(Raw records)
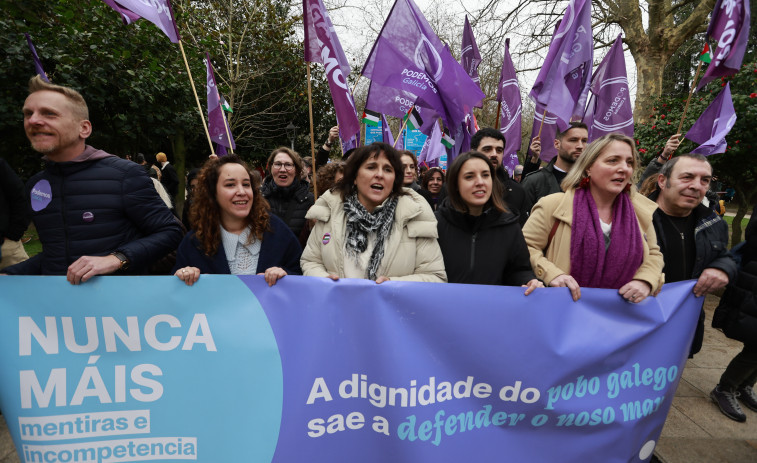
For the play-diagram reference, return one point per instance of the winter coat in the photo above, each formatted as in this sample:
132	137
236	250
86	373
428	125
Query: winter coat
559	207
290	203
541	183
710	240
411	250
279	248
98	204
488	249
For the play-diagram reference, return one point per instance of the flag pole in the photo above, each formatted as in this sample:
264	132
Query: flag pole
312	135
199	106
691	92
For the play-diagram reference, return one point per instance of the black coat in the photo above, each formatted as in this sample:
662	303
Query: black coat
97	206
487	250
290	204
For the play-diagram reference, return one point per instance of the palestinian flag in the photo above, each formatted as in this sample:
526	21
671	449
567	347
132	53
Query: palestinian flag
225	105
705	56
371	118
414	120
447	140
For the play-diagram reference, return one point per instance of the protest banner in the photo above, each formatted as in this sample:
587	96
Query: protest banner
146	368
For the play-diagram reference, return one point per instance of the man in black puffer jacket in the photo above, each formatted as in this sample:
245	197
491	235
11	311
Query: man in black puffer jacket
95	213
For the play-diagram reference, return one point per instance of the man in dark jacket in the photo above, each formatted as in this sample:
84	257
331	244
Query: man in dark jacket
95	213
14	217
569	144
491	143
692	238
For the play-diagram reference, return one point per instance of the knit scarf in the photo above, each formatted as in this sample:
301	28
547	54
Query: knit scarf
360	223
590	264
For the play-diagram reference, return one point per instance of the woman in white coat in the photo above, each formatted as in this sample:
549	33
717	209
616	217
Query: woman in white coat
369	226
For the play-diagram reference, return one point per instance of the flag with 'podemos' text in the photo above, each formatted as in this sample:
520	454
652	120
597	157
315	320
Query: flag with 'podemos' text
729	25
322	46
714	124
218	127
610	109
158	12
562	83
407	55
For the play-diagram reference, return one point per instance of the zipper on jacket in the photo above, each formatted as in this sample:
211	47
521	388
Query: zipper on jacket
473	250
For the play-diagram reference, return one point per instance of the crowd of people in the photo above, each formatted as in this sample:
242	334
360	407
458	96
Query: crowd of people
577	222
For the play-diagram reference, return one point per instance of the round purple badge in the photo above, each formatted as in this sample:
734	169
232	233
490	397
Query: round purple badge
41	195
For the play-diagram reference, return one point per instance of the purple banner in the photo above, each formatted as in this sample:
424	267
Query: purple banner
158	12
714	124
729	25
322	46
508	94
562	83
219	131
408	56
319	370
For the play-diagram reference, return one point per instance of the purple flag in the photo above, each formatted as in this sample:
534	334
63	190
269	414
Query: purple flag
432	149
408	56
158	12
397	103
508	94
386	132
548	132
350	143
563	80
470	58
35	57
714	124
217	126
729	25
322	46
610	109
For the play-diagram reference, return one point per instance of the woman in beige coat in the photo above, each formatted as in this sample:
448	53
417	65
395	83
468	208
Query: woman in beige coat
599	232
368	226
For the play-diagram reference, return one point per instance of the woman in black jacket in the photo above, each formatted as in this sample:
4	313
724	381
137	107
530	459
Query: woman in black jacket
481	241
288	196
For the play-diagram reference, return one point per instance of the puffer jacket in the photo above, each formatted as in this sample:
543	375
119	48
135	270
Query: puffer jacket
290	203
487	250
98	204
411	250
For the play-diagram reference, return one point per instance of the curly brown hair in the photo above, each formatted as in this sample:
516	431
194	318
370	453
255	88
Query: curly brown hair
206	213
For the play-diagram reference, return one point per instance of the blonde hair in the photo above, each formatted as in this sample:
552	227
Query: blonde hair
78	105
587	159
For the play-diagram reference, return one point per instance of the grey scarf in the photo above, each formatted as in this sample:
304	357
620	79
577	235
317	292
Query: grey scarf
360	223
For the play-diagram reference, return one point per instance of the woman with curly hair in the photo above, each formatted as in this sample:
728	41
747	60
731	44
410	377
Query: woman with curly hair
234	231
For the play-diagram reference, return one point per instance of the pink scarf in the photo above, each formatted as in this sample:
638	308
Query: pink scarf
590	264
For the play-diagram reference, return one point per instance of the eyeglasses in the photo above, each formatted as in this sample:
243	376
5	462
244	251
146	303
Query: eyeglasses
283	165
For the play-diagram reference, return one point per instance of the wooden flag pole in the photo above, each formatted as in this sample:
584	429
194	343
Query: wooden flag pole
312	135
199	106
691	92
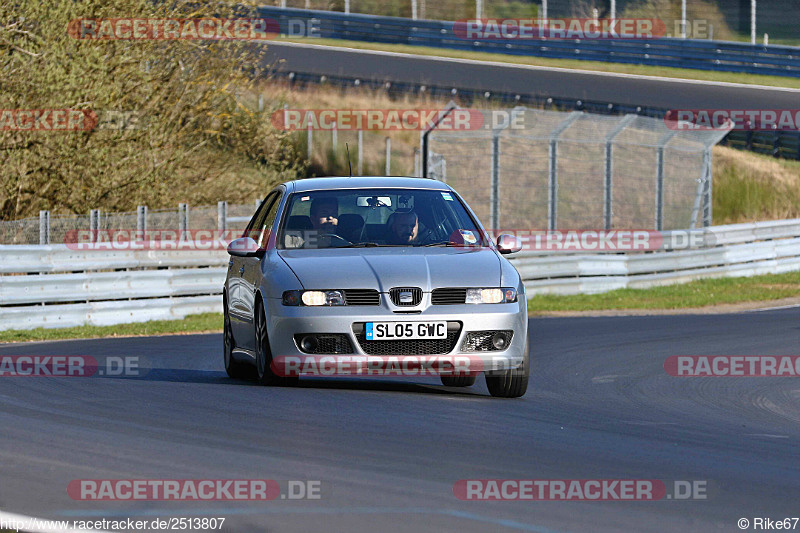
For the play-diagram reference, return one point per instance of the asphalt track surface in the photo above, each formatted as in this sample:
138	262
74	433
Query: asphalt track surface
665	93
388	451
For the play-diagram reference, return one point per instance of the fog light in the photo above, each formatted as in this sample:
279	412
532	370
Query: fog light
308	343
499	341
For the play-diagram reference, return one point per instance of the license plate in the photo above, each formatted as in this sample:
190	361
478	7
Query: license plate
386	331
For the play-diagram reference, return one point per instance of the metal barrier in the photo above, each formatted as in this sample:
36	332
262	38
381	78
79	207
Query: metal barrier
54	286
682	53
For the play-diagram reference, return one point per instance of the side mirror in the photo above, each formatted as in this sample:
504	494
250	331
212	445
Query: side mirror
244	247
508	244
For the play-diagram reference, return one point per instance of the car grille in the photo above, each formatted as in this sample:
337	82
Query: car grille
481	341
362	297
416	295
409	347
448	296
327	343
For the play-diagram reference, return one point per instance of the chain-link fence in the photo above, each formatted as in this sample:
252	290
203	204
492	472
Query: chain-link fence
727	20
557	170
59	229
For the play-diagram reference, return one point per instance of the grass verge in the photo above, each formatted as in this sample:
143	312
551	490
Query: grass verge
191	324
622	68
695	294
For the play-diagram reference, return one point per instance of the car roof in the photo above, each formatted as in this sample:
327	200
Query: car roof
365	182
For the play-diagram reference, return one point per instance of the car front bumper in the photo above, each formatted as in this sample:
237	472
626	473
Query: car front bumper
284	322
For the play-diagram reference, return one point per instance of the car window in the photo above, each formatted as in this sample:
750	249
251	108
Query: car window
376	217
258	218
267	222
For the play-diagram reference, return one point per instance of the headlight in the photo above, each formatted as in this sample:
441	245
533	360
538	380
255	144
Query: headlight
313	298
491	296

Request: Write out each line again precisely as it appears, skipping every picture.

Right answer:
For the play-diagram reference, return one point per instance of the winter coat in the photo above, each formatted as in this sample:
132	137
236	250
86	373
428	125
Query: winter coat
559	207
290	203
541	183
710	240
411	250
279	248
98	204
488	249
For the play-diagram reference, return one point per instance of the flag pole in the photo above, each formatted as in this sample:
264	132
Query: flag pole
312	135
199	106
691	92
For the play-diagram reference, return one point per instance of the black coat in the photo above, each formatted as in this sample:
662	303
Query: black coat
97	206
487	250
290	204
For the play-diagram reference, return one point per instance of the palestinian flag in the photo above, each formatted as in this sample:
526	21
671	449
567	347
132	53
Query: palestinian flag
225	105
705	56
371	118
414	120
447	140
For the play-diagram reference, return one point per instance of the protest banner in the photo above, each formatted as in this sample:
587	96
Query: protest banner
146	368
For the play-diagram reference, return one point per instance of the man in black puffer jacket in the photo above, each formatted as in this sample:
245	197
491	235
11	311
Query: man in black puffer jacket
95	213
For the play-diagram reference, return one point per instance of the man in dark jacket in the photo above, each formatted as in this sample:
84	257
331	244
Query: man in dark jacket
95	213
14	217
569	144
491	143
692	238
For the play-diagram reference, return one point per instance of the knit scarf in the photo above, each formatted as in this sample:
301	28
547	54
Query: knit scarf
360	223
590	264
For the play-diagram reference, return one point per instance of the woman in white coat in the photo above, each formatted as in this sample:
549	33
717	209
616	217
Query: woman in white coat
369	226
For the play-diagram reference, return one point per instance of the flag with 'podemos' text in the photo above, each formatted as in this sample:
520	454
652	120
597	157
315	320
Query: flag with 'podemos' text
729	25
322	46
714	124
218	127
610	109
158	12
562	83
407	55
For the play-diagram reference, return one point per instance of the zipper on jacket in the photo above, each formatted as in this sample:
211	47
521	388
Query: zipper on jacket
473	250
For the play-diagram reference, return one point per instance of the crowd of people in the photo above, each formatted as in this sample:
242	334
360	407
458	96
Query: crowd of people
577	222
For the play-diagram reference, return one point per instance of the round purple badge in the photo above, each formatted as in this sample:
734	169
232	233
490	397
Query: round purple badge
41	195
For the play-diagram reference, return one point per instance of the purple banner in the photo above, each formatted as in this sample:
424	267
Query: purple banner
158	12
714	124
729	25
322	46
508	94
562	83
219	131
408	56
319	370
For the play-diagram reference, return one point per instance of the purple flag in the photo above, each formatted as in this sample:
534	334
63	190
269	414
Query: purple flag
432	149
408	56
158	12
397	103
508	94
386	132
548	132
350	143
563	80
470	58
35	57
714	124
217	126
729	25
322	46
610	109
For the play-diagram reference, return one point per instance of the woman in beige coat in the photo above, each formatted as in this sample:
448	53
417	65
395	83
468	208
Query: woman in beige coat
599	232
368	226
For the play-diagram reference, return one point per instance of the woman in black jacket in the photo above, each formatted as in this sample:
4	313
724	381
137	107
530	459
Query: woman in black jacket
481	241
288	196
For the play-diagram reference, return one point per instance of the puffer jacket in the photo above, each formatted as in this sample:
543	375
119	48
135	270
Query: puffer jacket
290	203
487	250
98	204
411	250
For the play-diagram reference, return one point per instance of the curly brown hair in the photo above, each formatted as in this sample:
516	431
194	318
370	453
255	88
Query: curly brown hair
206	213
For the play-diagram reference, return one point per instance of the blonde hair in the photo above, each formatted as in this sample:
552	227
Query: blonde hair
78	105
587	159
For the play-diagram reference, return one point per instance of the grey scarf in the photo above, each formatted as in this sample:
304	357
620	79
577	235
317	292
Query: grey scarf
360	223
For the play-diagram reference, return one point per instance of the woman with curly hair in the photo above, each formatted as in this sample:
728	41
747	60
731	44
410	377
Query: woman with curly hair
234	231
For the play-diagram reference, return one point per instance of the pink scarf in the photo above, each formatted as in this sample:
638	308
Query: pink scarf
590	264
For the play-diagram reference, return one point per instance of the eyeglasses in the photo above, each formatted as in this sample:
243	376
5	462
244	251
146	303
Query: eyeglasses
283	165
For the play-diagram reference, return one point per instance of the wooden flag pole in the photo above, each formatted as in this sample:
584	429
194	343
Query: wooden flag pole
312	135
199	106
691	92
For the play-diagram reference, return one point per instance of the asphalt track surface in the photo above, each formatted as in this sample:
138	262
74	433
Query: asphalt track surface
665	93
388	451
For the play-diagram reference, return one point per instance of the fog light in the photo above, each formatted as in this sample:
279	412
532	370
Query: fog light
308	343
499	341
For the play-diagram reference, return one point per instance of the license plate in the photo above, each formatted as in this sample:
190	361
478	7
Query: license plate
386	331
For the play-diagram reference, return one point per instance of the metal barrier in the photo above, each formatted as in this sample:
36	332
262	38
381	78
79	207
Query: metal barrier
54	286
682	53
For the play-diagram reference, return one point per instance of the side mirror in the photo above, each formatted as in this sample:
504	494
250	331
212	445
Query: side mirror
244	247
508	244
For the play-diagram reference, return one point per instance of the car grille in the photo above, each formatted as in this sample:
337	82
Query: car grille
481	341
362	297
416	295
409	347
448	296
327	343
For the play-diagram reference, return one point per instance of the chain-link fence in the photo above, each formatted as in this sample:
252	290
203	204
492	472
Query: chain-link fence
727	20
557	170
59	229
For the play-diagram reference, return one point per instance of the grass verge in the photo above, each formatted as in this sample:
143	312
551	490
Query: grass verge
191	324
622	68
695	294
For the play-diagram reference, return one point per instance of the car roof in the photo above, each formatted as in this sample:
327	200
Query: car roof
365	182
For the play-diagram reference, return one point per instance of the car front bumper in the photo above, each formatted as in this sample:
237	472
626	473
Query: car front bumper
284	322
For the play-diagram reference, return one point per instance of the car window in the photo above, each formatted as in this sample:
750	249
251	108
Query: car window
376	217
258	218
267	222
For the play-diagram reference, return one point per instance of the headlight in the photo above, each formatted as in this sample:
441	245
533	360
538	380
255	144
Query: headlight
313	298
491	296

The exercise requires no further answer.